Segment Start: Record set

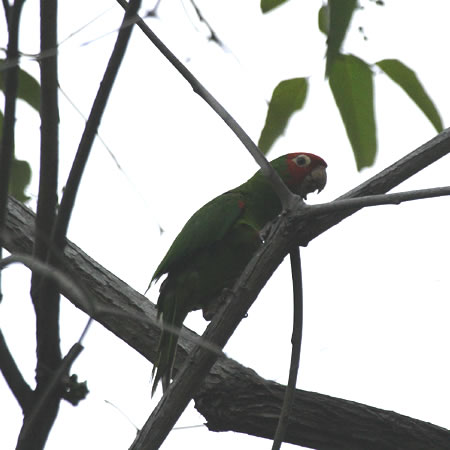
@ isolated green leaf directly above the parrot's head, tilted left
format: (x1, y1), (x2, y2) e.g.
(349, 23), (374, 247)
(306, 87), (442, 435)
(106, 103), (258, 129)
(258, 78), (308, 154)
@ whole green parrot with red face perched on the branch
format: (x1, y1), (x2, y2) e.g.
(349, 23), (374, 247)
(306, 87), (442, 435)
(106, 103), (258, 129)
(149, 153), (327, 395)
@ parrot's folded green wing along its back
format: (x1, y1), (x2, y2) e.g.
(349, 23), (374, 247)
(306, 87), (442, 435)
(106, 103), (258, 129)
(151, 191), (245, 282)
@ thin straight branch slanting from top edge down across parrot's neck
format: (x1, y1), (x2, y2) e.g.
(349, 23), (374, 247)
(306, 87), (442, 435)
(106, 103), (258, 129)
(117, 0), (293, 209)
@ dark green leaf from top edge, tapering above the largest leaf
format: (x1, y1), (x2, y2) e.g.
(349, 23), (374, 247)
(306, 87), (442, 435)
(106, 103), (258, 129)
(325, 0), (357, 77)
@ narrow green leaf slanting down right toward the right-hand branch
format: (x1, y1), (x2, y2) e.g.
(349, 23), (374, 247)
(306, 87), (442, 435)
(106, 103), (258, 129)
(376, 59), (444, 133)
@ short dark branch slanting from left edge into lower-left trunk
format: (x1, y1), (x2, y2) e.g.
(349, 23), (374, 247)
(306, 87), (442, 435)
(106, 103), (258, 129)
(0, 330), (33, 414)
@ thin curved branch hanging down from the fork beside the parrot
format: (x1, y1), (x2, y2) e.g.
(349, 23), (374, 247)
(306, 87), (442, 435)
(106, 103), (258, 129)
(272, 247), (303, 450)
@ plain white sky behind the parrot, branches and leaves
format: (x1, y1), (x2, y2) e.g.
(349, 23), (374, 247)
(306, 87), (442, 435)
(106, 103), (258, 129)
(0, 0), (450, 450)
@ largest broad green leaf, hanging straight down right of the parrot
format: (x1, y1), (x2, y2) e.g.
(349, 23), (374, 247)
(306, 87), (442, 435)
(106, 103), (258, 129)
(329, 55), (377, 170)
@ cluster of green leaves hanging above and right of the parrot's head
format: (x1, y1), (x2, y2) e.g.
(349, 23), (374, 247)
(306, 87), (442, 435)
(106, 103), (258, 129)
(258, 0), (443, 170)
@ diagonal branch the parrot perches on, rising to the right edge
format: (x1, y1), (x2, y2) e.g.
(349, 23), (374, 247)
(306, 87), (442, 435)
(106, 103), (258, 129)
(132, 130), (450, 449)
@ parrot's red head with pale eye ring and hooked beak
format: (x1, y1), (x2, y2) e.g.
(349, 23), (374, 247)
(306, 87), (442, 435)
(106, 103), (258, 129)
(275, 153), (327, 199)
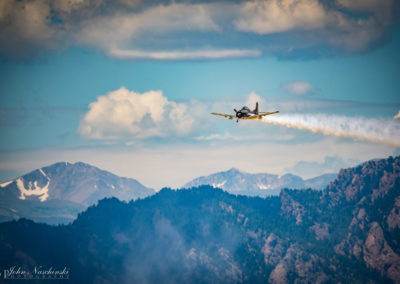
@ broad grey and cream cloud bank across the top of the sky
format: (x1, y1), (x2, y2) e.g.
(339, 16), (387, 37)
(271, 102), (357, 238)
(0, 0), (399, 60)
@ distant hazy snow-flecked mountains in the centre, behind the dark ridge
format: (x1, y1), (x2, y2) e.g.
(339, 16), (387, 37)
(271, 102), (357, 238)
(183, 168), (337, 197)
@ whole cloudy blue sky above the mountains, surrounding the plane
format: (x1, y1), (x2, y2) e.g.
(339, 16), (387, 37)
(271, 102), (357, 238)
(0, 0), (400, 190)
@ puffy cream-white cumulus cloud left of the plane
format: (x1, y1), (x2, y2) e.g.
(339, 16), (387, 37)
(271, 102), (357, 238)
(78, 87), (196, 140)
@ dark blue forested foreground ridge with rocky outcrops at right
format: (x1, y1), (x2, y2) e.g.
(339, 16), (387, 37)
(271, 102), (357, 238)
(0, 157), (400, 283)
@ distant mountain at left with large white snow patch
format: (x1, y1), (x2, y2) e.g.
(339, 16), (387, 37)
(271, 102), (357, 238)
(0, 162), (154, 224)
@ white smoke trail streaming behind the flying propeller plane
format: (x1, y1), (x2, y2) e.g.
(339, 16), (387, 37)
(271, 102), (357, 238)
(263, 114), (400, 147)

Segment End: Record set

Among the lines above, return each one holding the string "hanging".

**Output for this task:**
@ thin curved branch hanging down from the fork beside the parrot
@ largest broad green leaf, hanging straight down right of the parrot
@ cluster of green leaves hanging above and right of the parrot's head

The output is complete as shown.